* [Passage provided]
In October, the DARTcritics class of 2017/18 saw the Shaw Festival’s production of Alan Bennett’s 1994 historical dramedy The Madness of George III. Cue an impassioned discussion about madness and metatheatricality: 

Colin Williams writes,

As I enter the auditorium of the Royal George Theatre, I am immediately whisked away into the great halls of King George III himself. The set of the great hall, designed by Ken MacDonald, invites the audience to experience the true scale of 19th century architecture. The extravagance of the period is on full display, and as my eyes wander I discover that the characters are engaging in conversation with the front row, and this sight has me immersed into the world of George III. As the lights dim, I eagerly wait for what royal drama is afoot, and I feel my fellow theatre goers hone their gaze upon the stage. Only theatrical giants such as the Shaw Festival can produce such majesty.

But Great Halls can feel small and familiar over time, and The Madness of George III demonstrates how even giants can fall victim to small problems.

* [Dataset]
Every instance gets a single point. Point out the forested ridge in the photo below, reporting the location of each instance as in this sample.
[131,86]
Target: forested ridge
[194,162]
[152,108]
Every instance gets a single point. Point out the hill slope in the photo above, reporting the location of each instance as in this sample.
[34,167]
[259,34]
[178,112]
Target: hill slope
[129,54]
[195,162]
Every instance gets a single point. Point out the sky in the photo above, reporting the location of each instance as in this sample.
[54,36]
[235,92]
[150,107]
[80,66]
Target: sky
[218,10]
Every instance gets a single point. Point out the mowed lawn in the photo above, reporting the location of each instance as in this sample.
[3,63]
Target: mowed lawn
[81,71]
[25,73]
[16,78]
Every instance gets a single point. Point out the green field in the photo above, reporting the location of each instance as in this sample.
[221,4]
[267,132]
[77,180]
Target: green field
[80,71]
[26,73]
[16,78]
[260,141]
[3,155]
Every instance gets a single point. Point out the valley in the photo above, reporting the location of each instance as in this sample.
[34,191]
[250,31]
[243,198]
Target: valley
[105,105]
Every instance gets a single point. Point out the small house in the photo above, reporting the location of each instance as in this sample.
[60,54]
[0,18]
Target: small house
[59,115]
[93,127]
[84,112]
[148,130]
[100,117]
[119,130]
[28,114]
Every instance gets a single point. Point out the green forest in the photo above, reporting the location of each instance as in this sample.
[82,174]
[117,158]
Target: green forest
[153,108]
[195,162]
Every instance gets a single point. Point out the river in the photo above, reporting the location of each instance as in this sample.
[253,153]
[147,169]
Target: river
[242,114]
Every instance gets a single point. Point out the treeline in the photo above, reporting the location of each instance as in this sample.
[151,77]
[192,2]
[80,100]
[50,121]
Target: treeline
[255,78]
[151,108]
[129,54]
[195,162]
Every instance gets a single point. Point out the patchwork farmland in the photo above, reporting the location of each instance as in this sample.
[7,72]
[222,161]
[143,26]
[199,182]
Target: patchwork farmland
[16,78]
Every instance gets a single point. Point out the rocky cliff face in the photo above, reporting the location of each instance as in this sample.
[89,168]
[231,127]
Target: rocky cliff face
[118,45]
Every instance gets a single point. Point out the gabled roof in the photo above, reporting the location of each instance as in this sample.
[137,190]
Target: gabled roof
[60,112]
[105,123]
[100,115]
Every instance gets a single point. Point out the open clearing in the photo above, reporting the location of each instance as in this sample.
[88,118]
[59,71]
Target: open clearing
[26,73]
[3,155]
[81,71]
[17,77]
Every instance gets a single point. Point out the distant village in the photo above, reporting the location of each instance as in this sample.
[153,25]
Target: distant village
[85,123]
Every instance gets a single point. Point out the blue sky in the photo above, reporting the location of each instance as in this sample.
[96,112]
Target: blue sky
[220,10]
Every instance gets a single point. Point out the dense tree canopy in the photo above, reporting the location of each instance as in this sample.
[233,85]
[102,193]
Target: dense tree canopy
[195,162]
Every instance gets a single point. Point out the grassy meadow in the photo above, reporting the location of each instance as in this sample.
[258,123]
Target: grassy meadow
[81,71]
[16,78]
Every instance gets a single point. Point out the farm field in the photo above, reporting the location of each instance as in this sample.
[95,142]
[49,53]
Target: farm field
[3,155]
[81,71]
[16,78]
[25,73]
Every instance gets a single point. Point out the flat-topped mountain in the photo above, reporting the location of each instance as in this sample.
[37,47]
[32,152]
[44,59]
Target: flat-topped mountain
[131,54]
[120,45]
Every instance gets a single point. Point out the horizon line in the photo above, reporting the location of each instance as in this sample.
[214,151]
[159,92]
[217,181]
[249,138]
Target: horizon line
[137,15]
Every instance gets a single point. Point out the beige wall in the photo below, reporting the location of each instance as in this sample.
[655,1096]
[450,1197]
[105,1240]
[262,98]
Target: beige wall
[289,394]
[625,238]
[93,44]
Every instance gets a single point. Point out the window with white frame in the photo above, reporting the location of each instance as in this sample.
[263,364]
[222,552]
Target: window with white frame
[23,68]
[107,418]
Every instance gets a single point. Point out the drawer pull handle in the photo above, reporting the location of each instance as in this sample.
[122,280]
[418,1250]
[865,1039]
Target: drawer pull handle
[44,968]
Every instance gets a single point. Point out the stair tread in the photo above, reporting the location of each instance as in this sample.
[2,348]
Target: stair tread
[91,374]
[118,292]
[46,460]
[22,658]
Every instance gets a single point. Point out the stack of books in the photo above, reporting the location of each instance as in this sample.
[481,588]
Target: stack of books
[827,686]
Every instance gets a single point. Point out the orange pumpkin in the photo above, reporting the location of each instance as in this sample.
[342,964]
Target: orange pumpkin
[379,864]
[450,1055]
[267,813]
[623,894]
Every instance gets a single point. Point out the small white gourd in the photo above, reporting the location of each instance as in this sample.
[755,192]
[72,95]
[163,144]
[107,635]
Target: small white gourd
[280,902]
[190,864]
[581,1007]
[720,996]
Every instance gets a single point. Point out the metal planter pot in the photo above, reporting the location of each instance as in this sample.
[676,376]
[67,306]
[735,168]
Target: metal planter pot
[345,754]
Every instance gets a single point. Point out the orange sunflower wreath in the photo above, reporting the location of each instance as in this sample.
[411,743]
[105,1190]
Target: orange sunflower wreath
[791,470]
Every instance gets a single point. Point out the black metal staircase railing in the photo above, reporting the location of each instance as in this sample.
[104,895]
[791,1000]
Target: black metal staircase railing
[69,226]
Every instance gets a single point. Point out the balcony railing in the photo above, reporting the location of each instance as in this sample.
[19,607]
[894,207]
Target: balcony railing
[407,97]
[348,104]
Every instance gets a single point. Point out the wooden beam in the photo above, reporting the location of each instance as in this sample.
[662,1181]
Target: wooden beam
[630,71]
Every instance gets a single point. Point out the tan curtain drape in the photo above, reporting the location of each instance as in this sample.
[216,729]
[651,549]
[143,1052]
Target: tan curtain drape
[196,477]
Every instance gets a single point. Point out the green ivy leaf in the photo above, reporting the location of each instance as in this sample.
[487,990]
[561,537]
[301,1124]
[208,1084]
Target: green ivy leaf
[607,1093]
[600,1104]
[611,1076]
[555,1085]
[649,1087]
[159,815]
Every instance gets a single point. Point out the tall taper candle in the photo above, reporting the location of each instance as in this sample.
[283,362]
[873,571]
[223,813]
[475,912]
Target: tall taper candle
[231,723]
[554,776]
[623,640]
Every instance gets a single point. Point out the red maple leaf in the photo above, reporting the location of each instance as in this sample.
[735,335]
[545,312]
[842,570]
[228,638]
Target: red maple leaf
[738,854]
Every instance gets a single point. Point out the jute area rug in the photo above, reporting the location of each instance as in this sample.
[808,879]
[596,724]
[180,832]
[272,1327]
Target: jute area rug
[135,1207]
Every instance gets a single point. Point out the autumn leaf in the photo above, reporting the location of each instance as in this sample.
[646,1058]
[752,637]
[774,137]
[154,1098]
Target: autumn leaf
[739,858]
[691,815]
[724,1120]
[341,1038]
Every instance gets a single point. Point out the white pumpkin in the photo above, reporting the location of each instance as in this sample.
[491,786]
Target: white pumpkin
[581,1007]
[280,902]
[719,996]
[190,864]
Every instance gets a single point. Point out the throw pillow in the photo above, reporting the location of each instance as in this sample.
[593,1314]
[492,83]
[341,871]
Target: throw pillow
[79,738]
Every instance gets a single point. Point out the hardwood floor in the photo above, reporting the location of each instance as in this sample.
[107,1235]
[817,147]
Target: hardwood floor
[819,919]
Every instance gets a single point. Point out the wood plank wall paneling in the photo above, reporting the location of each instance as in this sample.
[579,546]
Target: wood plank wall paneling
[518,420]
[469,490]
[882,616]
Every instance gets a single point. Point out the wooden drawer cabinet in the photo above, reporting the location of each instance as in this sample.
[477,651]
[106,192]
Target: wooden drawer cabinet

* [Task instructions] Could you repeat the passage from the review of The Madness of George III, from "As I enter the" up to and including "produce such majesty.", swapping "auditorium" for "playhouse"?

* [The result]
As I enter the playhouse of the Royal George Theatre, I am immediately whisked away into the great halls of King George III himself. The set of the great hall, designed by Ken MacDonald, invites the audience to experience the true scale of 19th century architecture. The extravagance of the period is on full display, and as my eyes wander I discover that the characters are engaging in conversation with the front row, and this sight has me immersed into the world of George III. As the lights dim, I eagerly wait for what royal drama is afoot, and I feel my fellow theatre goers hone their gaze upon the stage. Only theatrical giants such as the Shaw Festival can produce such majesty.